PROMPT 1:
For the horse racing column below, state whether each statement agrees with it. Answer yes or no for each, quoting the deciding words of the column exactly.
(a) Guidry is 48 years old at his retirement.
(b) The Carroll horses missed ten days of training in all.
(c) Guidry called the George Woolf Memorial Award the high point of his career.
PROMPT 2: Please resume the horse racing column from the point where it stops.

DOCUMENT SECTION:
11/08/2007 12:00AM

Guidry wants to stay in game as a steward

EmailLOUISVILLE, Ky. - Mark Guidry said he recently came to terms with a decision that was inevitable. For 32 years, Guidry has been riding racehorses for a living, but when he dismounts Saturday from Bel Air Beauty in the Mrs. Revere Stakes at Churchill Downs, he will have ridden his last race.

"This has been tearing me up for the last week, but when I decided that it was time, I feel much better," Guidry said earlier this week. "I think it is just time. I had a great career."

For Guidry, 48, retirement comes after some of the most productive years of a sensational career. The longtime "King of Chicago," as he was known during his 1990s heyday on the Chicago circuit, Guidry began making Kentucky his primary base in 2000.

Guidry will attend the six-day Racing Officials Accreditation Program that starts Wednesday at the University of Louisville. He is planning to become a racing official, with the ultimate goal of being a steward.

Guidry became the 21st jockey in North America to hit the 5,000-win milestone on Mayo4 at Churchill. Going into Saturday, he has ridden 5,042 winners, and his mounts have earned slightly more than $100 million. His greatest victories were the 2006 Kentucky Oaks on Lemons Forever and the 2005 Santa Anita Derby on Buzzards Bay. He was honored in 2006 with the George Woolf Memorial Award, which he called the high point of his career.

"I was luckier than some and not as lucky as others," said Guidry. "I'm grateful that I am going out on my own terms and in one piece. I guess that's all you can ask."

Guidry said he and his wife, Tina, plan to move from Louisville to their original hometown of Lafayette, La.

Carroll's horses out of quarantine

The 19 horses trained by David Carroll were released from quarantine Wednesday by the Kentucky Department of Agriculture after tests for the equine herpesvirus came back negative.

The horses had been under quarantine in Barn 47 since Oct. 26, when one of the Carroll horses tested positive for the virus. That horse was immediately removed from the grounds and is expected to make a full recovery.

The Carroll horses trained separately for several days last week after racing hours. In all, they missed eight days of training.

Falls City coming up strong

The $300,000 Falls City Handicap on Thanksgiving Day, Nov. 22, already is shaping up as an excellent race. Besides the likely favorite, Panty Raid, the Grade 2 Falls City also is expected to get Rolling Sea and High Heels, the one-two finishers in the recent Chilukki Stakes, and Tessa Blue, a rapidly improving 3-year-old who won the Inside Information at Monmouth Park on Breeders' Cup weekend by 12 1/2 lengths.

EXCERPTED DATA:
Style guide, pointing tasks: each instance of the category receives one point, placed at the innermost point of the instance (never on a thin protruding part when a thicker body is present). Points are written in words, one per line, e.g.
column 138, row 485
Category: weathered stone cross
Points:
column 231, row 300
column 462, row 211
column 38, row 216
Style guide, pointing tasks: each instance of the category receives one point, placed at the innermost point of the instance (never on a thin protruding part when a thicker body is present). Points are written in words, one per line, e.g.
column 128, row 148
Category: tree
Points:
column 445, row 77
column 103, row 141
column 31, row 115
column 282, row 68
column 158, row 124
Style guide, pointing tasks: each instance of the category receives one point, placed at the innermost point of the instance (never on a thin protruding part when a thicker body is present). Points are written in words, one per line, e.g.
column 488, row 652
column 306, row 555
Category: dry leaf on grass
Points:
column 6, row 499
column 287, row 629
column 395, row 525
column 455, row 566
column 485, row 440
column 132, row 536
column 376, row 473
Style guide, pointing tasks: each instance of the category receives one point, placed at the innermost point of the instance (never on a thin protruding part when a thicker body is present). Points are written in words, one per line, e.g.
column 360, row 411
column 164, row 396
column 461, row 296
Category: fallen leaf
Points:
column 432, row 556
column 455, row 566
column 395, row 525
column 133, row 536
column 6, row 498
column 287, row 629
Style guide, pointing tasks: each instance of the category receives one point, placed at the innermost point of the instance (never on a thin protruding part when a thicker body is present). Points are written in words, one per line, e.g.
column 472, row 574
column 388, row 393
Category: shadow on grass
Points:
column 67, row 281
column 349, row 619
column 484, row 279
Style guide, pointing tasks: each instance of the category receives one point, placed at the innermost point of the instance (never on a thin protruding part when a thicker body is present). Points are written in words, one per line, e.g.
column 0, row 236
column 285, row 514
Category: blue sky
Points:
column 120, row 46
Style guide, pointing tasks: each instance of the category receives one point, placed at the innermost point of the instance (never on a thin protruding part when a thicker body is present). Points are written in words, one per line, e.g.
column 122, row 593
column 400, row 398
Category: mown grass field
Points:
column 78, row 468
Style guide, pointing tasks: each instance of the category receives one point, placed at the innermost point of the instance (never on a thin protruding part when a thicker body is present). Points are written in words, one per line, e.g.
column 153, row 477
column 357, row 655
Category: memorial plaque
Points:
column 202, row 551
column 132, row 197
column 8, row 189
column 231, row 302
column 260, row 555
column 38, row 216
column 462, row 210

TASK RESPONSE 1:
(a) Yes: "For Guidry, 48, retirement comes after some of the most productive years of a sensational career."
(b) No: "In all, they missed eight days of training."
(c) Yes: "He was honored in 2006 with the George Woolf Memorial Award, which he called the high point of his career."

TASK RESPONSE 2:
Tessa Blue "has kind of had things her own way, and that's not always going to be the case, racing being what it is," said trainer Frank Brothers. "But this is the time of year that the 3-year-olds have to go against the older mares, so it'll be interesting."

Panty Raid, trained by Todd Pletcher, won the Grade 1 Spinster Stakes on the Keeneland Polytrack in her last start.

Will Purim finish on dirt or turf?

Purim, upset winner of the Grade 1 Shadwell Mile at Keeneland last month, will make his final career start on Nov. 23, but trainer Tom Proctor said he is undecided whether it will be in the $500,000 Clark Handicap on dirt or the $200,000 River City Handicap on grass.

Running in the Grade 2 Clark would mark a departure from what helped make Purim a potential millionaire. From a career bankroll of $923,003, Purim has earned $740,270 on turf.

"He's a good horse on the dirt, too," said Proctor. "We're still thinking about it."

Not-so-happy birthday for Borel

Calvin Borel's 41st birthday on Wednesday was fine except for one thing: He had a winner disqualified, and the following day the Churchill stewards ordered him suspended for three days, effective Wednesday, although Borel will receive a stay through the end of the meet because he will appeal the penalty, according to Borel's agent, Jerry Hissam.

Borel was aboard One Lucky Devil in the seventh race when the colt angled sharply toward the rail down the backstretch, impeding favored Forest Attack and forcing him to clip heels. After an inquiry, One Lucky Devil was placed last, and Mojito Man was declared the winner.

* A field of nine 3-year-olds has been entered for the Sunday feature, the $150,000 Commonwealth Turf, with the likely favorites for the 1 1/16-mile turf race being Inca King and Distorted Reality, the respective one-two finishers in the Bryan Station last month at Keeneland.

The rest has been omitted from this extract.